# SET EXERCISE
Extract every line of the material below that contains the word "jeans".

# SUPPLIED RECORDS

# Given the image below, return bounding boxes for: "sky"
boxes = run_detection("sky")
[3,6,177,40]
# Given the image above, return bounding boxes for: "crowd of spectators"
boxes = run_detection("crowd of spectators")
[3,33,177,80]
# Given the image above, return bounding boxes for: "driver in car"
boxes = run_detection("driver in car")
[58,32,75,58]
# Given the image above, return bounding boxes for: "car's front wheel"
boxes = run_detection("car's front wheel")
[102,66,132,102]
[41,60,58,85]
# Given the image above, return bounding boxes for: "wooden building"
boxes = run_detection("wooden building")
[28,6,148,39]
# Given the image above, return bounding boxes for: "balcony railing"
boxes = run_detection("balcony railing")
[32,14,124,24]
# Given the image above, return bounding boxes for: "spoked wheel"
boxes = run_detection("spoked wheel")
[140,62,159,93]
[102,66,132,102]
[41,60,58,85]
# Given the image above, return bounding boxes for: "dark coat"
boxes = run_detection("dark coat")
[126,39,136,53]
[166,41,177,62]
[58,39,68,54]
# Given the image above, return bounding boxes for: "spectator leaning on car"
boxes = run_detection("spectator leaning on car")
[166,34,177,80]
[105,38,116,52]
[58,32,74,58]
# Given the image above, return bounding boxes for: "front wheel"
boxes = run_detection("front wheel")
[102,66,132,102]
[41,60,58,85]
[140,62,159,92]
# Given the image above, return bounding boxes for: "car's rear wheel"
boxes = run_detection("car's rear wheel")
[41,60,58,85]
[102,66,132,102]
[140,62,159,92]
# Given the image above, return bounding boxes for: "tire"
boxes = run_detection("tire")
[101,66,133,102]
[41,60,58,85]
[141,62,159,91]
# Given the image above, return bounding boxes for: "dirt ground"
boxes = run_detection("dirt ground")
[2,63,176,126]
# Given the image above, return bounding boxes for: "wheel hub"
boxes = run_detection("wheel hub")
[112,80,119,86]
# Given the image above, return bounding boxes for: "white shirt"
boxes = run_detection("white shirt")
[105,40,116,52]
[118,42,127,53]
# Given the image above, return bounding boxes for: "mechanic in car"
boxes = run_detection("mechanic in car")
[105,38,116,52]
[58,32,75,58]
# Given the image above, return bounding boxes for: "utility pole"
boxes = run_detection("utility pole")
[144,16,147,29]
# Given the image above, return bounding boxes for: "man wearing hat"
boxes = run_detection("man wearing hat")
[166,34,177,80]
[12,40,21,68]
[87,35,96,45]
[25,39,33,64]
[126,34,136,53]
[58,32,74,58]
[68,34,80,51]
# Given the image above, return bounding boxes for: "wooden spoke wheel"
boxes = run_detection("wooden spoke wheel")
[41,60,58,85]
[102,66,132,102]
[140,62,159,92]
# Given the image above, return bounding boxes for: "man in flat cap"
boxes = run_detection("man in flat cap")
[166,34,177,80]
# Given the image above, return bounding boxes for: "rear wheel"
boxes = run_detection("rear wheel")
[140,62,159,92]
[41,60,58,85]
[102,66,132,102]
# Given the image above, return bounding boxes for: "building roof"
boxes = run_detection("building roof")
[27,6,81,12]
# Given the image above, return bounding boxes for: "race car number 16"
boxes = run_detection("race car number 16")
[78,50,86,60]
...
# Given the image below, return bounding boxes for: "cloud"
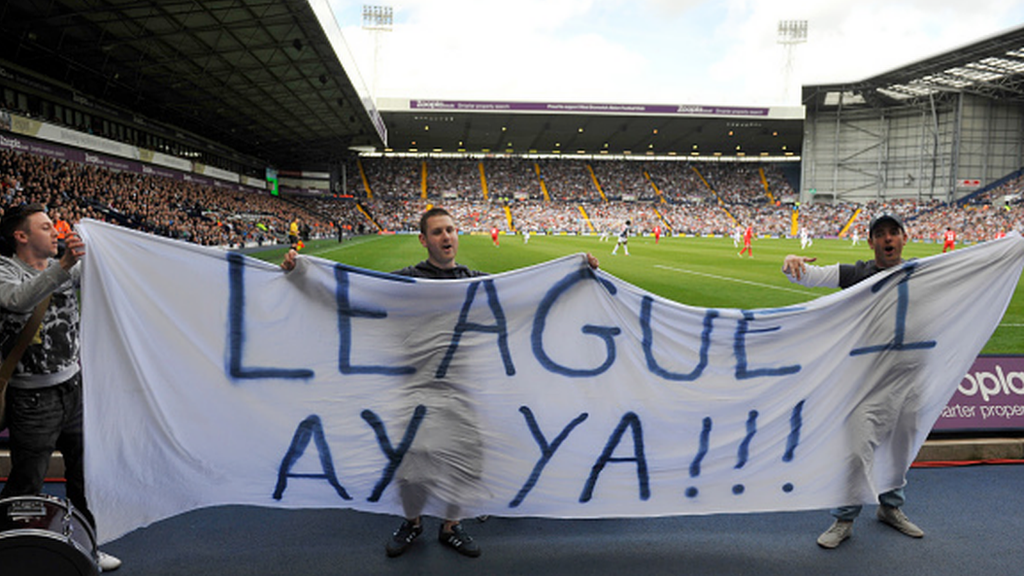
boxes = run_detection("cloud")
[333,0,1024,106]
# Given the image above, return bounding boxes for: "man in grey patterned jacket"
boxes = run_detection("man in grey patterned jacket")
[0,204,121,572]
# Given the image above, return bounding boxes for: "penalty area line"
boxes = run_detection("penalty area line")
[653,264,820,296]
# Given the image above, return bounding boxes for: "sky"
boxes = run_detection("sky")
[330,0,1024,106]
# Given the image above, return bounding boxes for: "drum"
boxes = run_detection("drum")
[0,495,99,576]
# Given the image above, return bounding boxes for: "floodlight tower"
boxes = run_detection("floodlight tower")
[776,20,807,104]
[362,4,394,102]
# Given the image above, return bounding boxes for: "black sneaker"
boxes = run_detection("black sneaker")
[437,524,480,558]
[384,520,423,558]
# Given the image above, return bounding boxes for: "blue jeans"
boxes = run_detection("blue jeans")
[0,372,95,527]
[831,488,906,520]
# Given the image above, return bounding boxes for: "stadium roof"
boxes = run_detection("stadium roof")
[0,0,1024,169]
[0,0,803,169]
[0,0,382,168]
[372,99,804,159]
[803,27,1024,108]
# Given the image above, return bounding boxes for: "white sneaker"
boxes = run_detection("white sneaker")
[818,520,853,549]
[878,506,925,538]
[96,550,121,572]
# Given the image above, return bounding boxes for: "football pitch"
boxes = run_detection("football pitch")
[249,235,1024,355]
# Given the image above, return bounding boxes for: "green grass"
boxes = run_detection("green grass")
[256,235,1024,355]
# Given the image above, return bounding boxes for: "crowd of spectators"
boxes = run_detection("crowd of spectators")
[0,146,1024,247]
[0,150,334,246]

# FINISHED EXERCISE
# Given the image above, return bounding boxes for: "blue jeans"
boxes = run_detection("blue jeans")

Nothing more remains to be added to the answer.